#### TASK TO COMPLETE:
Transcribe the records below word for word, but omit the pictures.
**********
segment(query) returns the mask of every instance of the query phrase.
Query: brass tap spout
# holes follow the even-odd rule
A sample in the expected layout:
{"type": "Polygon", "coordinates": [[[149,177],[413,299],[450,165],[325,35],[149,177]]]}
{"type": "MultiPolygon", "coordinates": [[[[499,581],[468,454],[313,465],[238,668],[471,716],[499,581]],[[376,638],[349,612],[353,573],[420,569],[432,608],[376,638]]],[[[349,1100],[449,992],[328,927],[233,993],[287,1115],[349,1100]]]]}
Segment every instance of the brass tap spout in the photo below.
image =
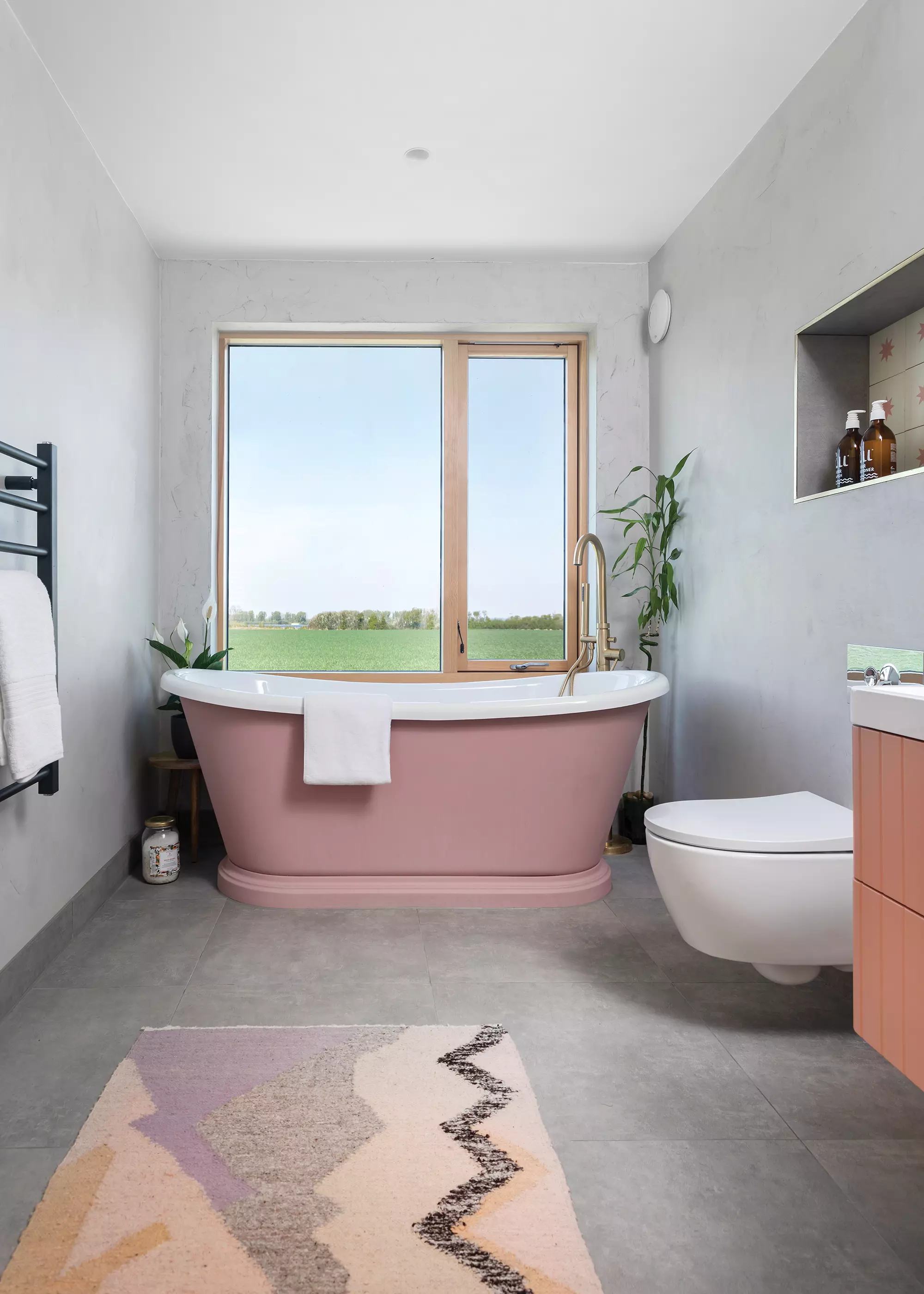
**********
#### TASK RESULT:
segment(query) returns the mask of every instance of the query phrase.
Query: brass tap spout
# holes follow the even-odd rule
A sample in the expected layout:
{"type": "Polygon", "coordinates": [[[149,177],[413,299],[450,165],[325,35],[149,177]]]}
{"type": "MultiPolygon", "coordinates": [[[[499,581],[468,454],[313,465],[238,668],[471,716],[499,581]],[[376,638],[349,612],[353,573],[420,569],[432,608],[376,638]]],[[[349,1100],[449,992],[328,927],[233,993],[287,1115],[349,1100]]]]}
Segment every instance of the brass tap spout in the photo below.
image =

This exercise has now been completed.